*Instructions*
A. According to the Ban the Box essay, how many days did the writer serve in prison?
B. Please echo the Ban the Box essay word for word from "Being released from" to "in other places.".
C. Proceed with the Ban the Box essay, picking up right after its final sentence.

*Provided passage*
********************

Ban the Box | Christopher Warren

ban the box

Ban the Box

Being released from prison is a huge transition for an inmate, their family, and friends. There are a lot of expectations and challenges. 

After serving 4,000 days in prison, I was released in January of 2020. Since then, I have seen something that is troubling. And it appears to be intentionally making the path of redemption more difficult for returning citizens. 

It may not seem like much. It’s a simple question on so many forms: “Have you ever been convicted of a felony?” 

This is “the box” — a checkbox on a form that I and every other felon have to mark. If we don’t mark it, we are committing another felony by failing to disclose an old one. “Ban the Box” is a big push to get this box off of employment forms. But that’s not the only place you’ll find this insidious little box. I’ve been seeing the box around in other places. 

And it is pissing me off.

********************

(Entries on locating named things)
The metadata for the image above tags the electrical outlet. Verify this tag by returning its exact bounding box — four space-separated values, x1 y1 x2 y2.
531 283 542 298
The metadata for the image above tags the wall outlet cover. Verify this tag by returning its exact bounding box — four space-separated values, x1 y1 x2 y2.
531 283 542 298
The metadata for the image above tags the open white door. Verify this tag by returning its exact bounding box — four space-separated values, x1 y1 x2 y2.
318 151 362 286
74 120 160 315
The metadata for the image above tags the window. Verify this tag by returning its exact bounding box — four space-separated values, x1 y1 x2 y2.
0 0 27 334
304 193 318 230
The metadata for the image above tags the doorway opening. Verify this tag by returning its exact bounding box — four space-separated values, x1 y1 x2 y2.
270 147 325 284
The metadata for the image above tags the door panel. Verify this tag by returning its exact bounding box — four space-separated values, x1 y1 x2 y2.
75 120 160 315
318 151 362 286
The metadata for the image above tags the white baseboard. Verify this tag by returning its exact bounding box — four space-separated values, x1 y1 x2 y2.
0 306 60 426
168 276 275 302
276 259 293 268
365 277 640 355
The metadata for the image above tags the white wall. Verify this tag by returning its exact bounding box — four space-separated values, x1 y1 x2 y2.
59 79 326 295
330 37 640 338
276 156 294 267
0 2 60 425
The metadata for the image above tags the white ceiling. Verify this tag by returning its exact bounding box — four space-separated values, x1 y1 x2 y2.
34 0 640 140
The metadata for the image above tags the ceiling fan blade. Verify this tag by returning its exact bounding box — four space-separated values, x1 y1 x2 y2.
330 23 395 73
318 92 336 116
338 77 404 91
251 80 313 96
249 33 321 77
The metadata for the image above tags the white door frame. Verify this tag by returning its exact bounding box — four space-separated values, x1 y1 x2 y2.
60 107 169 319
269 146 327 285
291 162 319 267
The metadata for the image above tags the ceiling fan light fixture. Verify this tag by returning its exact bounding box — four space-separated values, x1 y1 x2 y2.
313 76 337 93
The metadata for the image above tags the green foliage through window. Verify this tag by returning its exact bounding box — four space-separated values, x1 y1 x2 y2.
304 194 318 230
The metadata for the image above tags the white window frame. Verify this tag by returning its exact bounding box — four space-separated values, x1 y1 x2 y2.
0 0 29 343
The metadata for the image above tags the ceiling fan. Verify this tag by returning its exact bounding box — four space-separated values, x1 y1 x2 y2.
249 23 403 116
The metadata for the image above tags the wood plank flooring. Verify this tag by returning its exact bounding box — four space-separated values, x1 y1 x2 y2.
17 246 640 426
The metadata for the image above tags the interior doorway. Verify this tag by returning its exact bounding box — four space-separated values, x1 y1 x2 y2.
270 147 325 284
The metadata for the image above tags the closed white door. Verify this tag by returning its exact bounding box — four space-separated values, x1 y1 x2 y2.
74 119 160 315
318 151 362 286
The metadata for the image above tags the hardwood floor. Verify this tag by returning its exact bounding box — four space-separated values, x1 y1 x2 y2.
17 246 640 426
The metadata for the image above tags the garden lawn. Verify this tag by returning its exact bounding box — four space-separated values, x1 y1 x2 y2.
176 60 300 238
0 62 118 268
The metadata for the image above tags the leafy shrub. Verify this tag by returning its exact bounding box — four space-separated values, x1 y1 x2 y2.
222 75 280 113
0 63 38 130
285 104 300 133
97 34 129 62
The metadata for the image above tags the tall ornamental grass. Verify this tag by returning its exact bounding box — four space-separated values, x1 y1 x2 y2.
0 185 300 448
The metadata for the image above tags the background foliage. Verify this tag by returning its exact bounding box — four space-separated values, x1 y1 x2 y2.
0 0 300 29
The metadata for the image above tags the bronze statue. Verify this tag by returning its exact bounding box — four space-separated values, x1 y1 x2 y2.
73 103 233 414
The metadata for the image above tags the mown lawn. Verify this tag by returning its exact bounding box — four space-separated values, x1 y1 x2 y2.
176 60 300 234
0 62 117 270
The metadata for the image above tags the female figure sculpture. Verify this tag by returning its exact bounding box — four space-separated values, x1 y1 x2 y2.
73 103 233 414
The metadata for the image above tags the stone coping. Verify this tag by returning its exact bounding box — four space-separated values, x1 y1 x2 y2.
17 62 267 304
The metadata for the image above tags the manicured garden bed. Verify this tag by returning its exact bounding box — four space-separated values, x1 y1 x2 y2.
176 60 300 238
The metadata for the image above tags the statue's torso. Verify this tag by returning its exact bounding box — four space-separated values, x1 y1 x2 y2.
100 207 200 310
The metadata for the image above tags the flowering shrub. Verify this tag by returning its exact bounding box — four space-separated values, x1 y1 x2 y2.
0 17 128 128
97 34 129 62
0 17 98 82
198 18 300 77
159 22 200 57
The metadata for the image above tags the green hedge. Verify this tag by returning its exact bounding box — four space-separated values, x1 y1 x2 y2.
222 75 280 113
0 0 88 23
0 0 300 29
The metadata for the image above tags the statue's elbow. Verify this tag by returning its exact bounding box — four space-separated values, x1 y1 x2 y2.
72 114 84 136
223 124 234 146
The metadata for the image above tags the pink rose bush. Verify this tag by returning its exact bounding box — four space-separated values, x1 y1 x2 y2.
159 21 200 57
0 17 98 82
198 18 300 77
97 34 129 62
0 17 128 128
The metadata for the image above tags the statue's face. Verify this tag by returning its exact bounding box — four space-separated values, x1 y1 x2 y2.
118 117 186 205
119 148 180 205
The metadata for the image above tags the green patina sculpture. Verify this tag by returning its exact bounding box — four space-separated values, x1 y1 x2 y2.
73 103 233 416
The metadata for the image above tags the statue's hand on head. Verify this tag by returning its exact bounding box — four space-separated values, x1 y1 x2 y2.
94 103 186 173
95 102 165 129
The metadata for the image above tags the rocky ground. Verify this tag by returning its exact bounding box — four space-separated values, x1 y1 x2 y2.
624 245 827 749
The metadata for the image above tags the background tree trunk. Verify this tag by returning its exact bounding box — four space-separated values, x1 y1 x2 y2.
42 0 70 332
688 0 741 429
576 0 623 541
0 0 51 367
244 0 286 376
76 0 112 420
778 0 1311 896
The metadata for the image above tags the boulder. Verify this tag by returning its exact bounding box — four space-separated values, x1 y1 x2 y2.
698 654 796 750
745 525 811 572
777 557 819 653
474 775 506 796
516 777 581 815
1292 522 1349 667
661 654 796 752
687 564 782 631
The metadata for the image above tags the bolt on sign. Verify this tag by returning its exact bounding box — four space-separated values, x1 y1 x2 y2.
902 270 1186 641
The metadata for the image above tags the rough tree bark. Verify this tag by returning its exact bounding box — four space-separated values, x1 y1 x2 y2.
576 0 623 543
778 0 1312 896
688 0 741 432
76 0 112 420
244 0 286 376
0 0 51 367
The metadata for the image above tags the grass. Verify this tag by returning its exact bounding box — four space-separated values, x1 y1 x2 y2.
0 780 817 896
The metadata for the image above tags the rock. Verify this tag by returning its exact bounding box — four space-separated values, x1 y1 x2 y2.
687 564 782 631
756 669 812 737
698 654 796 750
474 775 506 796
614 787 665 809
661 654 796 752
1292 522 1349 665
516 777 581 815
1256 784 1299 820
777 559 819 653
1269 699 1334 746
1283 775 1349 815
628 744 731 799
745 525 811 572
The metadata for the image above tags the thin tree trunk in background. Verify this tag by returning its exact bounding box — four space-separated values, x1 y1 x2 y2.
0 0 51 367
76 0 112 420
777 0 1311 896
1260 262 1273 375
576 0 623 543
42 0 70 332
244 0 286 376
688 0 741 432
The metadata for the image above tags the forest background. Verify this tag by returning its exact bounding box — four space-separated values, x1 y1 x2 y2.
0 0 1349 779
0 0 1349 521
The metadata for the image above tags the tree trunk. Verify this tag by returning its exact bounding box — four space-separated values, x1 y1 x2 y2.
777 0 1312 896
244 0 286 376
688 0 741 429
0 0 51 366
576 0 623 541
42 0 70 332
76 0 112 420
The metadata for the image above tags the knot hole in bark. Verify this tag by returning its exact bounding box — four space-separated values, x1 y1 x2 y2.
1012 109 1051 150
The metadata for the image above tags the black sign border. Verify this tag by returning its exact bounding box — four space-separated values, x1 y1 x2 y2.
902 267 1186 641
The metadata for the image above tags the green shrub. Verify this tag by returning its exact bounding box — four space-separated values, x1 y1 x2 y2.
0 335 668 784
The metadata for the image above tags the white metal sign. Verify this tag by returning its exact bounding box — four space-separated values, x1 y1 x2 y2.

********************

*Outputs*
A. 4,000 days.

B.
Being released from prison is a huge transition for an inmate, their family, and friends. There are a lot of expectations and challenges. 

After serving 4,000 days in prison, I was released in January of 2020. Since then, I have seen something that is troubling. And it appears to be intentionally making the path of redemption more difficult for returning citizens. 

It may not seem like much. It’s a simple question on so many forms: “Have you ever been convicted of a felony?” 

This is “the box” — a checkbox on a form that I and every other felon have to mark. If we don’t mark it, we are committing another felony by failing to disclose an old one. “Ban the Box” is a big push to get this box off of employment forms. But that’s not the only place you’ll find this insidious little box. I’ve been seeing the box around in other places.

C.
The box appears on all of the housing rental applications I and all my peers have to fill out. There are no anti-discrimination rules around felons and leasing and renting of real estate. It is legal for the property owner to screen their applicants on this basis but legal doesn’t mean it’s right or in society’s best interest. My own re-entry has been stressful and frustrating when over and over I meet qualifications on every part of a rental application…except for this.

The box is actually a de facto form of redlining. The Box places us felons out of low-crime neighborhoods and into areas with lower property values, that are over-policed, under cared-for, and with worse school systems.

All because of a box. 

It’s more than a checkbox. It’s a box on a felon’s future. It boxes him or her into an environment that is likely to lead them to old behaviors. It boxes us into stereotypes and discrimination that can lead to recidivism. The box is a chain. The box needs to be banned.

Apart from the housing situation, I found the box hanging and clanging around somewhere else, too:

At my work.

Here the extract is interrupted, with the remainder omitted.